What is needed:
Take the entries below and reproduce them word for word.

[Point localization data]
◆ ◆ ◆
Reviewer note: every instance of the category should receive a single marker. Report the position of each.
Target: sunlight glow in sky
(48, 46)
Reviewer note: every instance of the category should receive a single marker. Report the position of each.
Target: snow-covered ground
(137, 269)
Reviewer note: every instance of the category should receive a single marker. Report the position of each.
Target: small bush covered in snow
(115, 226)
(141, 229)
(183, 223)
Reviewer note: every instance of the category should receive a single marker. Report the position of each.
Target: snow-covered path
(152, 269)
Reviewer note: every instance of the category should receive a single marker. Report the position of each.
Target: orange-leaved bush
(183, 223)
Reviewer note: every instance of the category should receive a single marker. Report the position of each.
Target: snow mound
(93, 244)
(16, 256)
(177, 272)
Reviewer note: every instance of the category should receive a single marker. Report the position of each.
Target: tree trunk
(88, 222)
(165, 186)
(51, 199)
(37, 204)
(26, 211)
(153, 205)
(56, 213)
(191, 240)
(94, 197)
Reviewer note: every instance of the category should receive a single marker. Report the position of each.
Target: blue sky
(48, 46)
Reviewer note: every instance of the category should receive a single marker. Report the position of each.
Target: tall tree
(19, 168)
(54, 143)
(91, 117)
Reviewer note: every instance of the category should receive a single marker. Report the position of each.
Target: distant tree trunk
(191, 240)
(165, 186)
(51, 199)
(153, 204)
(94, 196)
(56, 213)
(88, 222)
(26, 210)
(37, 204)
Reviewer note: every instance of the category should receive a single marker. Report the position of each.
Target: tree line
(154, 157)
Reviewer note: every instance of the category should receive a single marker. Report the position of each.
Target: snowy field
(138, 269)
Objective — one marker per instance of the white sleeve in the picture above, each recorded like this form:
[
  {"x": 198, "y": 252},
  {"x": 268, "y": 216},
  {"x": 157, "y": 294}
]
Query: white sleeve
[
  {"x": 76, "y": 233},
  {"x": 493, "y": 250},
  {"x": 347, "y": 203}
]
◆ ◆ ◆
Solution:
Reviewer note: every instance of the category should receive a single marker. Report the position of each.
Target: sunlight glow in sky
(48, 46)
Reviewer note: every instance of the category should receive a single marker. Report the position of each.
Target: snow-covered ground
(137, 269)
Reviewer note: every instance of the category should receive a single marker. Report the position of each.
Target: small bush covered in snow
(115, 226)
(141, 229)
(183, 223)
Reviewer note: every instance of the category should receive a single marker. Report the position of each.
Target: snow-covered path
(152, 269)
Reviewer note: every instance of the category should receive a single marker. Report the position of each.
Target: orange-leaved bush
(183, 223)
Reviewer note: every instance of the category should receive a single marker. Report the position of each.
Target: snow mound
(93, 244)
(16, 256)
(177, 272)
Reviewer note: every instance of the category should receive a single marker. Report the position of each.
Target: tree trunk
(88, 222)
(165, 186)
(51, 199)
(37, 204)
(26, 211)
(153, 205)
(56, 213)
(191, 240)
(94, 197)
Reviewer note: every instance of the category should receive a single marker. Report the position of each.
Target: blue sky
(48, 46)
Reviewer note: every instance of the category should receive a single marker. Report the position of each.
Target: tall tree
(19, 168)
(54, 143)
(91, 117)
Reviewer note: every instance of the category should receive a single marker. Report the position of each.
Target: distant tree trunk
(191, 240)
(165, 186)
(51, 199)
(153, 204)
(94, 196)
(56, 213)
(88, 222)
(26, 210)
(37, 204)
Reviewer note: every instance of the category should receive a single marker. Report the position of each.
Target: tree line
(154, 157)
Reviewer note: every instance of the category should receive a single marker. Report the position of each.
Target: snowy field
(138, 269)
Objective — one marker per instance of the white sleeve in the picture above, each recorded like this form:
[
  {"x": 198, "y": 252},
  {"x": 268, "y": 216},
  {"x": 157, "y": 294}
]
Query: white sleeve
[
  {"x": 76, "y": 233},
  {"x": 493, "y": 250},
  {"x": 347, "y": 203}
]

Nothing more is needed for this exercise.